§ 本文:
▶

創価大学ディベートネットワーク vs. Kritik Debate Institute

編集:安藤温敏

 


200536日、国立オリンピック記念青少年総合センターにおいて、第11JDA春期ディベート大会決勝戦が開催された。

3試合の予選と準決勝の結果、決勝に進出したのは、肯定側:創価大学ディベートネットワークCチーム(小林俊明、朝香雄二、上原伸幸)と否定側:Kritik Debate Institute(櫻井功男、瀬能和彦)の2チームであった。この試合は、稲田誠氏(日本社会人ディベート連盟)、平田祥人氏(東京大学)、古宅文衛氏(日本総合研究所)、別所栄吾氏(社会経済生産性本部)、矢野善郎氏(日本ディベート協会)の5名の審査員により審査され、5名全員が否定側に投票し、Kritik Debate Instituteが優勝した。また、審査員の協議により、Kritik Debate Instituteの瀬能和彦氏がベストディベーターに選出された。

本トランスクリプトは、この決勝戦の模様を収録したものである。トランスクリプト作成にあたっては、当日録画されたビデオテープをもとに、極力ディベーターの喋った内容をそのまま収録し、さらに各ディベーターによるチェックを行っている。

本トランスクリプトに収録されている証拠資料については、あくまでディベーターの引用どおりに掲載しており、著者の実際の意図とは異なる結論付けがなされている場合がある。証拠資料の妥当性については、一切検証作業を行っていないため、試合で使用する前に、原典にあたり、問題のないことを確認してから引用していただきたい。

また、ディベーターの喋った内容は、あくまで試合において与えられた役割の下での発言であり、必ずしもディベーター個人の思想・信条を反映するものではない。



肯定側第一立論

肯定側第一立論:小林俊明 創価大学ディベートネットワーク

 

始めます。

メリットは「人権の保護」です。

論点1.不法滞在による問題。

A)   現在日本には多くの不法滞在者がおり、今後も増加しております。

法政大学教授、江橋さんの1992年の資料より、引用開始。

906月の入管法改正の柱が次々と失敗に終わる中で、ついに92年には『不法滞在者』が28万人に達しました。日本の入管法体制では外国人の流入にストップがかけられないということです。いま、入管当局は一所懸命に仕事していますが、それでも不法残留の人々がうなぎのぼりで増えているのです。」引用終了。

B) これらの人々は、不法であるがゆえにさまざまな人権侵害が行われています。

法政大学、大原社会問題研究所の2000年の資料より、引用開始。

◀

§ やること:
• 1. ディベート大会決勝の本文から、「A)   現在日本には多くの不法滞在者がおり、今後も増加しております。」から「えているのです。」引用終了。」までを全部、一字も変えずに書き出してください。
• 2. ディベート大会決勝の本文の続きを、最後の文のあとから書き進めてください。

§ データ:
▶

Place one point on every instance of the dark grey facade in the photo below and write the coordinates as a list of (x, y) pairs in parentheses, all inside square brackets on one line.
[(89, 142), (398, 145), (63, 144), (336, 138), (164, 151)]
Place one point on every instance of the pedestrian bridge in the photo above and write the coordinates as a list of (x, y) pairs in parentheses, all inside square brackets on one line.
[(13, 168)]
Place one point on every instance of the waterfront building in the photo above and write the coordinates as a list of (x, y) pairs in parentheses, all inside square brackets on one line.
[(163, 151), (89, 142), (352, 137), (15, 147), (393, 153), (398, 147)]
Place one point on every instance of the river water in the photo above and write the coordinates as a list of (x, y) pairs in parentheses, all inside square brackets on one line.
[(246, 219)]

◀

§ この問題の答え:
• 1.
A)   現在日本には多くの不法滞在者がおり、今後も増加しております。

法政大学教授、江橋さんの1992年の資料より、引用開始。

906月の入管法改正の柱が次々と失敗に終わる中で、ついに92年には『不法滞在者』が28万人に達しました。日本の入管法体制では外国人の流入にストップがかけられないということです。いま、入管当局は一所懸命に仕事していますが、それでも不法残留の人々がうなぎのぼりで増えているのです。」引用終了。

• 2.
「女性の場合には、売春の強要や事実上の監禁生活といった人権無視、男性の場合にも、悪質なブローカーによる中間搾取、雇用主による低賃金の強要や賃金不払い、労働災害の多発など、アジア系外国人労働者は無権利状態、劣悪な労働・生活状態に置かれている。さらに事故死、餓死、急死、行き倒れ、行方不明などの最悪の事態が社会問題となっている。しかし、『非合法、不法就労者』であるために、(中略)適切な保護・救済策もとられていないのが現状である。」引用終了。

実際に不法滞在者は犯罪にあった場合訴えることすらできません。

一橋大学法学博士、張荊さん、2003年の資料より、引用開始。

「不法残留者は犯罪を犯しやすい一方で、被害者にもなりやすい。(中略)多くのケースからみると、加害者は不法残留者の心理的弱点を利用している。すなわち、不法滞在という身分でいつでも母国に強制送還されることを心配しているため、金銭、財物を強奪されても、警察に届ける勇気がない。したがって不法残留者を対象とする強盗、窃盗はたびたびうまくいってきた。」引用終了。

C) さらに不法残留者は外国人犯罪の原因にもなっています。

実際に外国人犯罪の大半が不法残留者によって引き起こされています。

読売新聞2005224日の資料より、引用開始。

「昨年1年間に全国の警察が摘発した外国人は21842人で、一昨年より9.2%増加し、過去最多を更新したことが、警察庁のまとめで分かった。外国人が容疑者となった事件の摘発数も、16.0%増の47124件で、同じく過去最多だった(中略)また、不法滞在者は、半数を超える12306人だった。」引用終了。

以下、不法滞在者が犯罪につながる理由を2点述べます。

理由1、不法滞在は、外国人にさまざまな心理的圧迫を与えるためです。

さきほどの張博士の資料より、引用開始。

「第三に、『求人倍率』と『入管法犯送致人員』の『負相関』には本来絶対的であるべき法において『法律の相対性』が表れている。つまり、入管法違反者の集中摘発、取り締まり強化運動を行うか否かは、景気の状況によって決められる。この活動は来日外国人、特に不法残留者の緊張感、不安感を醸成する。この活動が始まると、彼らはいちはやく金をためて、『故郷に錦を飾る』ために犯罪を敢行しようとする。」引用終了。

実際にこれは経験的に証明されています。

張博士は続けて言っています。

「それでは、来日中国人による入管法犯と刑法犯はどのような関係にあるのか。平成4年と5年の例を見てみると、(中略)日本における中国人入管法の送致人員の前年比は204.5%激増した。(中略)これと対応してみると、翌年の平成5年には、日本における中国人の殺人検挙人員は前年より250%増、強盗検挙人員は前年より88.2%増、窃盗検挙人員は前年より40.6%増加している。」引用終了。

理由2、不法滞在者が犯罪組織に入るため。

日本経団連の、2004年の資料より、引用開始。

「不法残留者は、不法であるがゆえに活動が地価にもぐってしまうという正確を持つ。犯罪組織が、『不法状態をばらす』と脅し組織に引き込むケースも増えているという。」引用終了。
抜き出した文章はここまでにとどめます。